* **Description of the task**: Restate each entry below without changing a word.

(Region pointing data)

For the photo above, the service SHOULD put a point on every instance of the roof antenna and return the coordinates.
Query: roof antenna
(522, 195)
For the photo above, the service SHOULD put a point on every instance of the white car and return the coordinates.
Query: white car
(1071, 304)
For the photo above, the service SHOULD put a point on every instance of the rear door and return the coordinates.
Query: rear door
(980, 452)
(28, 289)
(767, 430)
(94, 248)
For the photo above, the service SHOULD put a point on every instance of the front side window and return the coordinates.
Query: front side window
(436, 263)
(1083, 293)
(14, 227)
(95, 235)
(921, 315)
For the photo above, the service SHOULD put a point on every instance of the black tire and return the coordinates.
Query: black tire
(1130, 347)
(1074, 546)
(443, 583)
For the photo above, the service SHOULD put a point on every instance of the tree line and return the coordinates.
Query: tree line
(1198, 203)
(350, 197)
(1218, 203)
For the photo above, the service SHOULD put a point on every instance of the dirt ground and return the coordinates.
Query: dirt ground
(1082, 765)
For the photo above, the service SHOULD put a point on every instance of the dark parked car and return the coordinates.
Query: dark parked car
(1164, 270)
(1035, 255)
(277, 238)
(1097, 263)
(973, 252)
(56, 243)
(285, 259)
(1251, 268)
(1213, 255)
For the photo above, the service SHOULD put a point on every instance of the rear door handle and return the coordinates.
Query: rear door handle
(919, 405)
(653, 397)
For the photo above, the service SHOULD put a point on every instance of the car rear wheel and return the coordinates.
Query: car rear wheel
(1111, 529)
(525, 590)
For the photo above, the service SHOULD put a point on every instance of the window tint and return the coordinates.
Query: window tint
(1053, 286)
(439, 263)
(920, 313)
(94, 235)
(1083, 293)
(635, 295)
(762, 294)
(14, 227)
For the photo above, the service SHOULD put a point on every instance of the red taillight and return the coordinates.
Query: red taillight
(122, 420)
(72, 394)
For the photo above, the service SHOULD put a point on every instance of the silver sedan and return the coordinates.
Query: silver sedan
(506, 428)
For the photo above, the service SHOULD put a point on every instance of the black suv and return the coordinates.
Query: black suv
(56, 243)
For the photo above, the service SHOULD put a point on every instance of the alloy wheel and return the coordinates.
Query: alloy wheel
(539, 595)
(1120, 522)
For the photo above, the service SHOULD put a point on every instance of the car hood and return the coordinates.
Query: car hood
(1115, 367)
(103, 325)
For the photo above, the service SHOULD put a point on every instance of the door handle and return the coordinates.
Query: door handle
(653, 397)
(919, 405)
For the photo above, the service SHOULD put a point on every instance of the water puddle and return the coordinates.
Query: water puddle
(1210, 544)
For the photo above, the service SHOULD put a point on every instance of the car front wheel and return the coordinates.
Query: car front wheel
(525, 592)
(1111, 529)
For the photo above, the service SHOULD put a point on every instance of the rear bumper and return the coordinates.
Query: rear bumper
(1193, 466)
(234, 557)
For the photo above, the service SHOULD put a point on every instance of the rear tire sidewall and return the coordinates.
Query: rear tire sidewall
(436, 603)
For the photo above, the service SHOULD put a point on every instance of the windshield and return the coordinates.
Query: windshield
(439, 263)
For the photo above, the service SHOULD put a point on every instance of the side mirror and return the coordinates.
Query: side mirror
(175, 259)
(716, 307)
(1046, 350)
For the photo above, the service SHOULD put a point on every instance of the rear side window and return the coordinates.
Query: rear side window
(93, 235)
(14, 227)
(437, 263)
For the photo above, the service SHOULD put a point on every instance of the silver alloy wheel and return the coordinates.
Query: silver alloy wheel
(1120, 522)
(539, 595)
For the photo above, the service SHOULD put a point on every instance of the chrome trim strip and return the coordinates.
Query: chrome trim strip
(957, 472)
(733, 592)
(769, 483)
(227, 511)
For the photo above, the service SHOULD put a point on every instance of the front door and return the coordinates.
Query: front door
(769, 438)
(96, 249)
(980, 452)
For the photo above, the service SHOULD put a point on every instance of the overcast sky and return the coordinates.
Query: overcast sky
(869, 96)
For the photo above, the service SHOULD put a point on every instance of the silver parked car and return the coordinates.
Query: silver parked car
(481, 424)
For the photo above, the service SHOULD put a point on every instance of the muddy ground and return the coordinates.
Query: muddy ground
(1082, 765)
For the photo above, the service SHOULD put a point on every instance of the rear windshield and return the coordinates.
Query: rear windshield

* **Task solution**:
For the photo above, the service SHOULD put a point on every instance of the roof antenna and return the coordinates.
Query: roof antenna
(522, 195)
For the photo above, the service SHOULD put a point on every instance of the white car and return the coordinates.
Query: white car
(1071, 304)
For the photo above, the service SHOULD put a point on every instance of the rear door and return the coordinates.
Query: rear door
(980, 452)
(28, 289)
(767, 430)
(94, 248)
For the photo above, the service SHOULD put a point on every instance of the front side window and return the coordinates.
Query: front side window
(436, 263)
(1083, 293)
(14, 227)
(95, 235)
(921, 315)
For the photo above, the service SHOULD put a point on every instance of the black tire and return the coordinates.
Query: black tire
(1130, 347)
(1074, 546)
(443, 583)
For the photo above, the service SHOULD put a point on every instance of the tree line and return the coordinates.
Query: tree line
(1198, 203)
(350, 197)
(1218, 203)
For the photo above, the service SHOULD put a point on every instance of the dirt ground and return the coordinates.
Query: dirt ground
(1082, 765)
For the photo above, the service SHOULD put a point on every instance of the dark parked car and return the coordinates.
Query: dark parked car
(1164, 270)
(1035, 255)
(277, 238)
(1097, 263)
(973, 252)
(56, 243)
(285, 259)
(1251, 268)
(1213, 255)
For the photo above, the service SHOULD put a point on every instance of the rear door handle and return the coordinates.
Query: rear door handle
(919, 405)
(653, 397)
For the photo above, the service SHOULD put a point on every instance of the car rear wheel and return the coordinates.
Query: car rear wheel
(1111, 529)
(525, 590)
For the photo above, the service SHOULD put a point on every instance of the window tint and return the coordinates.
Query: window tint
(1053, 286)
(439, 263)
(920, 313)
(94, 235)
(1083, 293)
(635, 295)
(762, 294)
(14, 227)
For the photo above, the service SHOULD put a point on every instance of the red taillight and return the coordinates.
Query: red taillight
(122, 420)
(72, 394)
For the photo above, the service SHOULD put a point on every instance of the silver sedan and return the coordinates.
Query: silver sedan
(506, 428)
For the photo above, the service SHOULD put a point on every instance of the black suv and return the coordinates.
Query: black suv
(56, 243)
For the photo above, the service SHOULD put a point on every instance of the alloy wheel and return the coordinates.
Query: alloy wheel
(539, 595)
(1120, 522)
For the photo above, the service SHOULD put a point on every instance of the car hood and return the coordinates.
Query: car hood
(1115, 367)
(103, 325)
For the photo above, the service SHOULD put a point on every instance of the door handle and return the coordinates.
Query: door handle
(653, 397)
(919, 405)
For the photo above, the service SHOULD put a point on every instance of the water puddle and return the coordinates.
Query: water puddle
(1210, 544)
For the photo above, the service SHOULD put a point on every instance of the car front wheel and return the coordinates.
Query: car front wheel
(525, 592)
(1111, 529)
For the photo above, the service SHOULD put a point on every instance of the rear bumper and return the coordinates.
Query: rear bumper
(1193, 466)
(234, 557)
For the photo above, the service SHOULD put a point on every instance of the rear tire sidewall and return the coordinates.
Query: rear tire sidewall
(436, 603)
For the photo above, the service SHOULD put a point on every instance of the windshield and return the coordinates.
Query: windshield
(439, 263)
For the photo above, the service SHOULD put a point on every instance of the side mirror and return the coordinates.
Query: side mirror
(175, 259)
(716, 307)
(1046, 350)
For the photo above, the service SHOULD put a point on every instance of the rear side window and return the coordinates.
Query: rear side window
(93, 235)
(14, 227)
(437, 263)
For the photo above, the service SHOULD put a point on every instance of the silver alloy wheel and return the coordinates.
Query: silver alloy wheel
(1120, 522)
(539, 595)
For the photo above, the service SHOULD put a point on every instance of the chrome trim strip and return the coordinates.
Query: chrome trim strip
(957, 472)
(733, 592)
(769, 483)
(227, 511)
For the photo above, the service SHOULD put a point on every instance of the front door and return the coordinates.
Query: front door
(769, 438)
(96, 249)
(980, 452)
For the photo above, the service SHOULD put a point on every instance of the overcast sky and return the coordinates.
Query: overcast sky
(869, 96)
For the photo above, the service SHOULD put a point on every instance of the silver parked car and return the coordinates.
Query: silver parked car
(481, 424)
For the photo above, the service SHOULD put a point on every instance of the muddy ground and return the coordinates.
Query: muddy ground
(1082, 765)
For the photo above, the service SHOULD put a point on every instance of the rear windshield and return the coordinates.
Query: rear windshield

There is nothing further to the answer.